● DOCUMENT TEXT
==================================================
Facelift surgery is the most effective method for reshaping the aging neck and jawline. While many variations of facelifts exist, each with their own advocates, it is clear that there is no single one best way to perform the surgery. The extent of skin undermining, how the underlying SMAS layer is manipulated and what other procedures are done with the facelift, (e.g., fat injections, cheek and chin implants) dominate the talk about facelift surgery. And while each of these maneuvers has their own merits, the most important outcome of a facelift is whether it is detectable as having been done.
The most distinguishing markers of having had a facelift are the incisions around the ear and whether the hairline around them looks undisturbed. Thus the placement of the ear incisions and how the hairline is managed determines whether the facelift is detectable or not. Visible incision placement, wide scars, distorted earlobes and stepoffs in the temporal or occipital hairlines are assured indicators of surgical manipulation and detectability.
While much of a facelift procedure is the same regardless of gender, the one clear difference is in how the incisions are managed. Beard skin and shorter hairstyles are what makes facelift incisions between men and women potentially different. While the retrotragal preauricular incision (behind the tragus in the front of the ear) is the standard for women, beard skin in men requires more thought for the location of this preauricular incision.
Because of the location of the back of the beard hairline near the ear (usually about 1 to 1.5 cms in front of the ear) the choice of either a completely preauricular or partial retrotragal incision influences where the beard skin ends up. The safest way to prevent hair-containing skin from ending up on the tragal skin and inside the ear is to use a completely preauricular incision.This does lose the normal non-hair bearing skin between the ear and the beard skin but at least keeps it off the ear.
The other approach to the male facelift incision is to use the same incision as in females. (combined preauricular-retrotragal) This will effectively hide the incision line behind the tragus. But keeping the hair off the tragus is a function of the direction of the undermined skin pull. In men the movement of the skin pull should be largely vertical resulting in some preservation of non-hair bearing skin that ends up being pulled onto the tragus. This is in contrast to a more oblique and posterior skin pull in females who can afford to do so because of their lack of any beard skin.
Besides the aesthetics of the incisional healing around the ears, the placement of male facelift incisions also influences the neck and jawline changes as well. Less dramatic changes in the neck often result in male facelifts because of the care taken to have good incisional healing and displacement of the beard skin onto the ear.
==================================================
● Dataset items

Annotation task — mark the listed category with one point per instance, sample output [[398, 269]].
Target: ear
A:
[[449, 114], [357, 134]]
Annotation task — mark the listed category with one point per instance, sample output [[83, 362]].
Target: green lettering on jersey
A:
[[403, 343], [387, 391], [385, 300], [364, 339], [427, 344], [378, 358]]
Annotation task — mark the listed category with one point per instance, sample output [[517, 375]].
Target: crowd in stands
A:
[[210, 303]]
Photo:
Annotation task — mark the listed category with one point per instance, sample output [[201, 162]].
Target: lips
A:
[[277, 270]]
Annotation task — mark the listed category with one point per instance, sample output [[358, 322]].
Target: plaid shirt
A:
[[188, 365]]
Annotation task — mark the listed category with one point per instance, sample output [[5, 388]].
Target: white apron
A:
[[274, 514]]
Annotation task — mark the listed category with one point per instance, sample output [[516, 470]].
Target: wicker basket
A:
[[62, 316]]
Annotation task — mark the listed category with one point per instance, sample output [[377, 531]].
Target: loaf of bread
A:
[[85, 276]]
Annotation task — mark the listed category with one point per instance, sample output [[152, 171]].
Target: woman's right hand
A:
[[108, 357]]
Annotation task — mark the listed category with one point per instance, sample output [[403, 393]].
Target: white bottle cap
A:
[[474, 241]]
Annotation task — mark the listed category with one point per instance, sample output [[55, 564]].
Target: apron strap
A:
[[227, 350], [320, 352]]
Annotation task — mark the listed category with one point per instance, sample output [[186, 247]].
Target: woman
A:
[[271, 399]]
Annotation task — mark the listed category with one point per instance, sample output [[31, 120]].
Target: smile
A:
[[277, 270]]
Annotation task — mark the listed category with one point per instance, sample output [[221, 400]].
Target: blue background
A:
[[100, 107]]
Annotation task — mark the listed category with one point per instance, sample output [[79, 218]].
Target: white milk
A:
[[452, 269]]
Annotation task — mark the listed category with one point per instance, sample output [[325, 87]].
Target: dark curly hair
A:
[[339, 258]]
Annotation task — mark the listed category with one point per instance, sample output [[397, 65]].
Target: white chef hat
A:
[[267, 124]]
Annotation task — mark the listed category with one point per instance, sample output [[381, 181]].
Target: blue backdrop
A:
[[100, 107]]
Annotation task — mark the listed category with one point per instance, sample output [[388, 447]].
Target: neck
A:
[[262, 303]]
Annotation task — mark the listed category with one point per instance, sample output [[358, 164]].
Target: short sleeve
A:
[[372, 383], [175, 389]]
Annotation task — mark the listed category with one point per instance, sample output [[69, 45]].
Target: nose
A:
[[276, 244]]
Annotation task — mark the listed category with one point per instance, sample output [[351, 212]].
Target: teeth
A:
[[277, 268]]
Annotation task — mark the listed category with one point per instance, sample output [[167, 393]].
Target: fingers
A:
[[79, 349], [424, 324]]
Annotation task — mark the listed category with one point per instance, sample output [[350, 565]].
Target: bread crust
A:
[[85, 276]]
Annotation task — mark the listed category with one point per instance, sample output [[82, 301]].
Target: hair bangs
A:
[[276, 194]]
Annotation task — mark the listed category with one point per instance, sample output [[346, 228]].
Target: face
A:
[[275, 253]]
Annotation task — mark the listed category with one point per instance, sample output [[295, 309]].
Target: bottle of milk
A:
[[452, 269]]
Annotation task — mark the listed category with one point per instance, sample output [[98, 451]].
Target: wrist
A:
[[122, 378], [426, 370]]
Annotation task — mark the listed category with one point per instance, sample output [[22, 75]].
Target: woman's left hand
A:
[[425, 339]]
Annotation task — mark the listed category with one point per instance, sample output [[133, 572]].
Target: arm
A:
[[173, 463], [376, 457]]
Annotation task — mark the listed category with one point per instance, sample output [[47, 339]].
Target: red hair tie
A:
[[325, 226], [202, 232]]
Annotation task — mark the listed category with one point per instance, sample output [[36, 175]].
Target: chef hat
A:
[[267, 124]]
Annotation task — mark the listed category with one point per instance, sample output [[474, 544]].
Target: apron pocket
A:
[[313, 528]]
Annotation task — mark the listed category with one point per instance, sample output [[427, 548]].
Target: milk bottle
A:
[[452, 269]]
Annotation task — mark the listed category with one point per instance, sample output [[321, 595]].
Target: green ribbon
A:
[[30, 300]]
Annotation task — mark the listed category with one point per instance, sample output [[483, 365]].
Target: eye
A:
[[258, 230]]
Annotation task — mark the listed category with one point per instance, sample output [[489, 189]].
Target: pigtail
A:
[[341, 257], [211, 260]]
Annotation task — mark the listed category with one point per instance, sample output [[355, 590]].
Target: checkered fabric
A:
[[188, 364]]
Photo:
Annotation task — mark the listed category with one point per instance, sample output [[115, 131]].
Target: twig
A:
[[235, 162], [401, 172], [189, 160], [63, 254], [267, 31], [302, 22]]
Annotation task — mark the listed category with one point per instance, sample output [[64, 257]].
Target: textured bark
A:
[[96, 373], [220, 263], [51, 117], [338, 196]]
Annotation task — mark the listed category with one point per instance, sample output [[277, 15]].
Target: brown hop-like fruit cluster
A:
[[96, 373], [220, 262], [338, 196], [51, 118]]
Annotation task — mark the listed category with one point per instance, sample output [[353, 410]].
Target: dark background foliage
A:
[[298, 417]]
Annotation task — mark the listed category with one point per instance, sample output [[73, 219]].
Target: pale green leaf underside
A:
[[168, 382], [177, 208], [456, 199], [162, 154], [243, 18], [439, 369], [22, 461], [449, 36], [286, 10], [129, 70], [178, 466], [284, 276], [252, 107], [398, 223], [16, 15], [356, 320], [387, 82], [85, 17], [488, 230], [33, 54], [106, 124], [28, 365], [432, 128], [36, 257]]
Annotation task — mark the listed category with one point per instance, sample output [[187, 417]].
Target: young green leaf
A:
==================================================
● TASK DIRECTIONS
Can you sum up the text on facelift incisions in men in two sentences?

● RESPONSE TO THE EXERCISE
The ear incisions and the look of the surrounding hairline are the clearest signs that a facelift was done, and although most of the procedure is the same regardless of gender, beard skin and shorter hairstyles make incision placement in men different. A completely preauricular incision is the safest way to keep hair-bearing skin off the ear, at the cost of the normal non-hair-bearing skin, while the female-style combined preauricular-retrotragal incision hides the line behind the tragus but needs a largely vertical skin pull in men.